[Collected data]
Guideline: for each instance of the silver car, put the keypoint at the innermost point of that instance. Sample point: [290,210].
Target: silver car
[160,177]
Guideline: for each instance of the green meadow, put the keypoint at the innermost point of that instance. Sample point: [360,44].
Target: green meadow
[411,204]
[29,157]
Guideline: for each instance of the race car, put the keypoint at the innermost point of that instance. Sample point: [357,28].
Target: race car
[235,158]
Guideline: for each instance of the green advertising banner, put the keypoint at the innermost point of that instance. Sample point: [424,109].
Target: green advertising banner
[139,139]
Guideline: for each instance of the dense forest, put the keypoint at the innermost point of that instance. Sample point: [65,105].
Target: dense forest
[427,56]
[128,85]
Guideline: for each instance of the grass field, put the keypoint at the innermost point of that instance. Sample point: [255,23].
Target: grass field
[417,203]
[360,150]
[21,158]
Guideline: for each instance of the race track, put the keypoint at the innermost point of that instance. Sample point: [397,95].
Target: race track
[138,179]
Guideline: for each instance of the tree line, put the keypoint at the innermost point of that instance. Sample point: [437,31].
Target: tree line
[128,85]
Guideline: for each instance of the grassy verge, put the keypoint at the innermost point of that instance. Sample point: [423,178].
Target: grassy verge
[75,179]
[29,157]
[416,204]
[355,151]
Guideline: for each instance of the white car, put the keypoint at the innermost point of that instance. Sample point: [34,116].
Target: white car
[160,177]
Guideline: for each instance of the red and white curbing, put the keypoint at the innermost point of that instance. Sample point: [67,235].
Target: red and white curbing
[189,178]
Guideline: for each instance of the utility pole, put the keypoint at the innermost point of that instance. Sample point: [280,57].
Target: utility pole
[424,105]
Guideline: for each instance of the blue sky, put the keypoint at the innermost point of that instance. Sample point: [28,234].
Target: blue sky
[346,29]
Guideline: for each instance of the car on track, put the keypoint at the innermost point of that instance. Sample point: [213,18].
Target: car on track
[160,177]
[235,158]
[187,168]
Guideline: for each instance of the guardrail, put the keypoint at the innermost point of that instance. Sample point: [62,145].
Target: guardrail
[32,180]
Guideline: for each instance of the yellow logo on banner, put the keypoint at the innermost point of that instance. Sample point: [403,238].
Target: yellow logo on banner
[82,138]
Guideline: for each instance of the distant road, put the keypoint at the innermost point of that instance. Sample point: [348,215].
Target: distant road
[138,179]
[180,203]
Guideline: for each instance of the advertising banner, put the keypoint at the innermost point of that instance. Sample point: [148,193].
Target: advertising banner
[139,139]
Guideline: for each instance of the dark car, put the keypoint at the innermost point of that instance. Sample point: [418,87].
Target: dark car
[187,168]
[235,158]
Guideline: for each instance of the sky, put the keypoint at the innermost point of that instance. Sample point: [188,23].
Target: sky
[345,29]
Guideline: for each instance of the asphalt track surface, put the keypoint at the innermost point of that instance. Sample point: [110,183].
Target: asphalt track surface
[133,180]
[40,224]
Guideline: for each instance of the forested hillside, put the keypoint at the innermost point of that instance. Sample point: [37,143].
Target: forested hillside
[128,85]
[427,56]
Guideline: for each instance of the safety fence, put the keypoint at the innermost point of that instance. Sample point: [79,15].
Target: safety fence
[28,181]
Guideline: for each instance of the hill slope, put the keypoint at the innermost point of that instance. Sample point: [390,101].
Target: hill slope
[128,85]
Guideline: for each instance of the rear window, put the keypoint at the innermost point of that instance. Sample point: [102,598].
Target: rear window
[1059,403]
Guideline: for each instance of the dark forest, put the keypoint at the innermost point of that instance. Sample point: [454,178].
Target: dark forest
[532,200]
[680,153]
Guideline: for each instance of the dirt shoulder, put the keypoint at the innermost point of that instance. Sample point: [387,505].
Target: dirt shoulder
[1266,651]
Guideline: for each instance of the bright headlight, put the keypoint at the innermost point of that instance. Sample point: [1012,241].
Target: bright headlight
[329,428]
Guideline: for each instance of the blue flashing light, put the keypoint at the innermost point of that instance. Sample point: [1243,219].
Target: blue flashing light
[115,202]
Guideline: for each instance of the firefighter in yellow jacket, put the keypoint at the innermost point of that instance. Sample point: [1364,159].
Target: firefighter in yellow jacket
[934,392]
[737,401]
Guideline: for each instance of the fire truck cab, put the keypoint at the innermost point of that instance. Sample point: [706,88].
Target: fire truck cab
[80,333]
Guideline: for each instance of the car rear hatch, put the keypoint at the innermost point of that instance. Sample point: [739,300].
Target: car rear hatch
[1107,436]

**Task to complete:** Give again the lines from the line holding "Guideline: for each instance of the blue flashing" through the close of the listing, both included, exactly as written and with nothing else.

**Full answer:**
Guideline: for each instance of the blue flashing light, put the keypoint at the innermost point of that instance. Sample point: [1243,219].
Target: blue flashing light
[115,202]
Guideline: for each instance of the firefighter in yellow jacket, put the keypoint at the innermost point of that instance. Sample point: [1364,159].
Target: firefighter in yellow jacket
[934,392]
[737,401]
Guideline: for each instance of the fire truck cab, put the keypoint at the innermost point of that instance. Sample point: [706,88].
Target: fire truck cab
[80,333]
Guideline: for each instance of the car rear hatch, put the keypoint at the innermost point of that instance. Sample point: [739,300].
Target: car rear hatch
[1107,436]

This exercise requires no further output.